=== 引用した文章 ===

____________

奨学金の保証人は、借り手が奨学金を返済できなくなった際、代わりに返済義務を負います。このとき、保証人が奨学金を返済できないと、さまざまなリスクがあるため注意が必要です。
そのため、奨学金の保証人を頼まれた人や、すでに保証人になっている人のなかには、「奨学金の保証人もブラックリストに載る?」「保証人になるリスクは?」と不安に感じている人もいるのではないでしょうか。
そこで本記事では、奨学金の保証人がブラックリストに載るリスクについて解説します。奨学金の返済がどうしても難しいときの対処法にも触れるので、ぜひ最後までチェックしてみてください。
目次
奨学金の保証人・連帯保証人の違い


奨学金制度では、返済を確実にするために「保証人」または「連帯保証人」が必要になるケースがあります。
保証人は、借り手が返済不能になった場合に代わりに返済する義務を負いますが、原則として借り手本人に請求が行われた後に責任を負う立場です。一方、連帯保証人は借り手と同等の立場で責任を負う点が主な違いです。また、保証人には以下の3つの抗弁権(反論・主張できる権利)が認められているものの、連帯保証人には適用されない点も理解しておきましょう。
- 催告の抗弁権:債権者から保証人に支払い請求があった場合、「まずは債務者本人に請求すべき」と主張できる
- 検索の抗弁権:債権者は、まず返済能力のある本人の財産から差し押さえるべきだと主張できる
- 分別の利益:複数の保証人がいる場合、保証人の負担額は均等に分割できる
この違いにより、連帯保証人は保証人に比べて大きなリスクを抱えることになるといえるでしょう。
保証人は「補助的な立場」、連帯保証人は「本人と同等の責任を負う立場」と覚えておくとわかりやすいでしょう。そのため、奨学金を利用する際には、親族や家族が連帯保証人を引き受けるケースが一般的です。
奨学金の保証人はブラックリストに載る?保証人になるリスク


奨学金の保証人になるだけでブラックリストに載ることはありません。ここでは、奨学金の保証人になるリスクについて解説します。
なお、奨学金の延滞から保証人に返済義務が移るまでの流れについては、以下の記事で詳しく解説しています。必要に応じてチェックしてみてください。
奨学金滞納時に返済義務を負う


借りた本人が返済を滞納すると、その責任は保証人や連帯保証人に移ります。保証人に請求が届く段階では、すでに滞納が数か月以上続いているケースが一般的です。そのため保証人には、まとまった金額を一度に支払わなければならないリスクがあります。
返済できなかった場合はブラックリストに載る


保証人が返済義務を果たせなかった場合、延滞情報が信用情報機関に登録され、ブラックリスト入りとなります。ブラックリストに載るとローン契約やクレジットカード作成ができなくなり、日常生活に大きな制約がかかるため要注意です。

____________

=== やること ===
1. 奨学金の保証人についての文章によると、保証人が返済義務を果たせなかった場合、延滞情報はどこに登録されますか。
2. 奨学金の保証人についての文章を、最後の文のあとから書き継いでください。

____________

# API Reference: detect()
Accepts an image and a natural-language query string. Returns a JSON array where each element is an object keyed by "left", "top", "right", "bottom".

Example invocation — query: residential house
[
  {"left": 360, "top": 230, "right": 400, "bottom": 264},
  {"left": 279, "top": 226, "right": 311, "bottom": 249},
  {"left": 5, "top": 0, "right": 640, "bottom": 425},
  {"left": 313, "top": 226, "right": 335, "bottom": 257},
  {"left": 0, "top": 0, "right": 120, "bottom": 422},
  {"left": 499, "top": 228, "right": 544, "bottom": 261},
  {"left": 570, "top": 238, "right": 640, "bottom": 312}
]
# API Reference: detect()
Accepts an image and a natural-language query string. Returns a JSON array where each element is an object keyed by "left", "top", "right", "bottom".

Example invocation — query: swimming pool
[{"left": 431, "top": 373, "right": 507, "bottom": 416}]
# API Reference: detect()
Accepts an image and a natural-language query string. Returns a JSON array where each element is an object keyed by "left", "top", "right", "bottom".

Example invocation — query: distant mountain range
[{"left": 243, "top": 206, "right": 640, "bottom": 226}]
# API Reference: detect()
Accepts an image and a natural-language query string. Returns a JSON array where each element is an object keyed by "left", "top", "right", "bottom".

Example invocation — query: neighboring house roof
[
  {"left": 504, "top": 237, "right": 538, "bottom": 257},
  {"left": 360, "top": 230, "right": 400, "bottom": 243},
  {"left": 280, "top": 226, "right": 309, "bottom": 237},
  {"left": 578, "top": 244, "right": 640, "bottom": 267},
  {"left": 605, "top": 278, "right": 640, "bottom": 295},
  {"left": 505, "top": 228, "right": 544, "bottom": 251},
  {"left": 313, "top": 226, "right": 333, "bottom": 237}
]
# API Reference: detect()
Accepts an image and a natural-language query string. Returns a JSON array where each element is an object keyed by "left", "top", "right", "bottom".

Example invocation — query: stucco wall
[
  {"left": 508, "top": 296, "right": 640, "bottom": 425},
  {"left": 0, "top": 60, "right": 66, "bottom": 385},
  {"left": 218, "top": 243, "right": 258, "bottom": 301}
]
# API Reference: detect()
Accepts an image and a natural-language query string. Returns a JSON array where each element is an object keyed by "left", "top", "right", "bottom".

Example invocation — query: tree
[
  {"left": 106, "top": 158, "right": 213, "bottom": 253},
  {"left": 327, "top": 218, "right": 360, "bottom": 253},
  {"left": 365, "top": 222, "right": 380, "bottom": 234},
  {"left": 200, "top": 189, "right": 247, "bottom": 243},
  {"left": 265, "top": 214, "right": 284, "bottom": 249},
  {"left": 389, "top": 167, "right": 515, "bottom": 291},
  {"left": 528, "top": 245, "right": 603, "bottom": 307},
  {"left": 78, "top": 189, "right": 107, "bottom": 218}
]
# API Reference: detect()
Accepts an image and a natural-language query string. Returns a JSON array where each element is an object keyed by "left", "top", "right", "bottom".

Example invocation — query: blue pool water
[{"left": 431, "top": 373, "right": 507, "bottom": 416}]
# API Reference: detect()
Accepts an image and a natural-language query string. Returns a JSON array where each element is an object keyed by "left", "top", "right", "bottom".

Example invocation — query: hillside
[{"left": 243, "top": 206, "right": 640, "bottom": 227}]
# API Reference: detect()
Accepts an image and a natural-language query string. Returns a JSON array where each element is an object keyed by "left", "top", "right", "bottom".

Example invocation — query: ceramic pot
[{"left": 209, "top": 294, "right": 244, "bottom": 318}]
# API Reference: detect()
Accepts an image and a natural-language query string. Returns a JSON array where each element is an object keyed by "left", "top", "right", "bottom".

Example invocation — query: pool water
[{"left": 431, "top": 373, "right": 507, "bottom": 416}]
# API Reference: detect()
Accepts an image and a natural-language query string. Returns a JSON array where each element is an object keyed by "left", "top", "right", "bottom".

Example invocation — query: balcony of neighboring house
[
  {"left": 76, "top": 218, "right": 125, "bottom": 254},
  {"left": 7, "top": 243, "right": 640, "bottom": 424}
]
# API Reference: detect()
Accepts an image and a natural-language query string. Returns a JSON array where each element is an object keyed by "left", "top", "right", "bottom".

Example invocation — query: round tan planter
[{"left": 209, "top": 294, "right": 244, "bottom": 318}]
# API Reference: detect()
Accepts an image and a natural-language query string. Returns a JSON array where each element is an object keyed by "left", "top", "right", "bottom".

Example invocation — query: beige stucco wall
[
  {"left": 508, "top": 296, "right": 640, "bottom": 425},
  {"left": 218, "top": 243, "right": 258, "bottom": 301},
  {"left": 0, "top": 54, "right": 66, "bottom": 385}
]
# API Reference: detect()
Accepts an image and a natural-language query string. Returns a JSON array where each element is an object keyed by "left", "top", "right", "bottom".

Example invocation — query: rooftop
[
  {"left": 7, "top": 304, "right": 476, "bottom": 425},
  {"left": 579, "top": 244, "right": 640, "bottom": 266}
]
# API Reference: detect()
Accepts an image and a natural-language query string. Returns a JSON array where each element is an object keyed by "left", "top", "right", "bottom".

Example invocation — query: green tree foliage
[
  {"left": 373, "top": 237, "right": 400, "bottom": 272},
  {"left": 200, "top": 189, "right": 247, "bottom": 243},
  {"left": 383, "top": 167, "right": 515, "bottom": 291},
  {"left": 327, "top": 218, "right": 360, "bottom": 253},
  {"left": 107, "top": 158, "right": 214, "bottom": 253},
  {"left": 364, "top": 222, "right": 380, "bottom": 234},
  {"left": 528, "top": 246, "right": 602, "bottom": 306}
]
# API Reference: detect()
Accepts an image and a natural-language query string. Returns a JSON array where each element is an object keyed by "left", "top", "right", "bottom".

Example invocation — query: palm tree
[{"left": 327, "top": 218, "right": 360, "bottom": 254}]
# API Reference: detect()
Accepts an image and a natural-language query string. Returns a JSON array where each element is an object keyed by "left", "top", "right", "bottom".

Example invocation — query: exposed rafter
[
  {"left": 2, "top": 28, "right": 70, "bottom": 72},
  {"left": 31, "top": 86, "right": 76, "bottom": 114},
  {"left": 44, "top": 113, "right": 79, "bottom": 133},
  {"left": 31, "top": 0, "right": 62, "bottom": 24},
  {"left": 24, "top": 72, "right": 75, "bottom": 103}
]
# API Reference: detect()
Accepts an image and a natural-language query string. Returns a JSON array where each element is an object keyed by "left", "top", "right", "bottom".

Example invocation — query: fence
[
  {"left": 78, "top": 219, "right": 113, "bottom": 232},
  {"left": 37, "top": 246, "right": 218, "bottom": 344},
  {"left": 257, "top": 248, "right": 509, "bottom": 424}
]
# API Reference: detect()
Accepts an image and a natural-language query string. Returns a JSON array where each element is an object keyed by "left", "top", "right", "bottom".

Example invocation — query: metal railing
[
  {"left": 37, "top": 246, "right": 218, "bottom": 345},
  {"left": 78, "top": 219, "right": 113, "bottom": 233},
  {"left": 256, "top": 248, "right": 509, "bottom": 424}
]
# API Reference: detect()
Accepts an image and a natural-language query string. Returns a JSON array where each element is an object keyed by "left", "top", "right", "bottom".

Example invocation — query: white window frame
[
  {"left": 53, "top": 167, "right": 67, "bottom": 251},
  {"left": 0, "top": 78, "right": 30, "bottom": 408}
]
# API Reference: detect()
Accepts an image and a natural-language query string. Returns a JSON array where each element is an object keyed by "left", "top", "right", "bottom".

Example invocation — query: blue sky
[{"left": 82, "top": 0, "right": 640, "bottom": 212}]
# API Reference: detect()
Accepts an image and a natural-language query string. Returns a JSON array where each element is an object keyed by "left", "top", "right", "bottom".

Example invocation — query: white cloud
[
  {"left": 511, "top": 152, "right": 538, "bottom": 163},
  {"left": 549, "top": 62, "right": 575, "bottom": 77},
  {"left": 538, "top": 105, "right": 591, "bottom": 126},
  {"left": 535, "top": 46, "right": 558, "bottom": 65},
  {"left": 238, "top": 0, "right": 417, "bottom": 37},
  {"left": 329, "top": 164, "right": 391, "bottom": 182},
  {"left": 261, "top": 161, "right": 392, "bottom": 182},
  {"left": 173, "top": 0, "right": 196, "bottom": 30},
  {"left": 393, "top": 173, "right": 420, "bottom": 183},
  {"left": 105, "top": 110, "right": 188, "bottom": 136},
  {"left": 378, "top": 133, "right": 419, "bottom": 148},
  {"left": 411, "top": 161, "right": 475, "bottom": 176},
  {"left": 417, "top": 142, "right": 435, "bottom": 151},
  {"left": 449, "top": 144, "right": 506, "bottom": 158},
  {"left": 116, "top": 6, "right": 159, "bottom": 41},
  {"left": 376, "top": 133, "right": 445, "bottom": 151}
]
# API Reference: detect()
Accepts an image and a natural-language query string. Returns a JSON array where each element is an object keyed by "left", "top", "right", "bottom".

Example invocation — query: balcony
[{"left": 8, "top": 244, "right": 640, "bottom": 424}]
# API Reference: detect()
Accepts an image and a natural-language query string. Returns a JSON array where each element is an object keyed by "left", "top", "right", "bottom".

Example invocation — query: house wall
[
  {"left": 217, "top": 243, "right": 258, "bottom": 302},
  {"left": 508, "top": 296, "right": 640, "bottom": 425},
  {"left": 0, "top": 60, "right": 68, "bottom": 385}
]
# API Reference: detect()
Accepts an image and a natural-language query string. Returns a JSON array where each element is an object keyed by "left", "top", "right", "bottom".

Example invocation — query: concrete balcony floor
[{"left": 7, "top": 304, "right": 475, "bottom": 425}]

____________

=== 答えの一覧 ===
1. 信用情報機関に登録されます。

2.
差し押さえを受ける可能性がある


保証人や連帯保証人が返済を怠れば、裁判を経て給与や預金が差し押さえられるリスクもあります。とくに連帯保証人は本人と同等に返済義務を負うため、資産への強制執行の対象になりやすい点に注意が必要です。
奨学金の返済が難しいときの対処法
奨学金の返済が難しいときの主な対処法を4つ紹介します。
返還期限猶予制度を活用する


返還期限猶予制度は、一定期間返済を猶予してもらえる制度です。失業や病気、災害などによって収入が激減した場合や、他の理由で一時的に返済が難しくなったときに活用できます。猶予期間中は元金および利息の返済が免除されるため、一時的に経済的な負担を軽くすることが可能です。
申請には、収入証明書や住民票、申請書などの書類が必要になります。審査を通過すると、最長で1年単位の猶予が認められ、状況に応じて延長申請も可能です。早めに申請することで、延滞金の発生や信用情報の登録を回避できます。
返還期限猶予制度についての詳しい情報はこちら
減額返還制度を活用する


減額返還制度は、毎月の返済額を通常よりも少ない金額に抑え、無理のない範囲で返済を継続できるようにする制度です。たとえば、標準返還額の2分の1または3分の1に減額され、返済期間を延長する形で対応されます。こちらも収入が一定基準以下である場合に利用できます。
対象となる年収上限は、年間収入金額400万円以下(年間所得金額300万円以下)です。本人が扶養している子どもの人数が2人の場合は年間収入金額500万円以下(年間所得金額400万円以下)、3人以上の場合は年間収入金額600万円以下(年間所得金額500万円以下)となっており、育児中の負担も軽減できます。
申請には所得証明書や申請理由書が必要で、審査結果により返済額が決まります。少額でも安定的な返済を続けたい場合に適した制度です。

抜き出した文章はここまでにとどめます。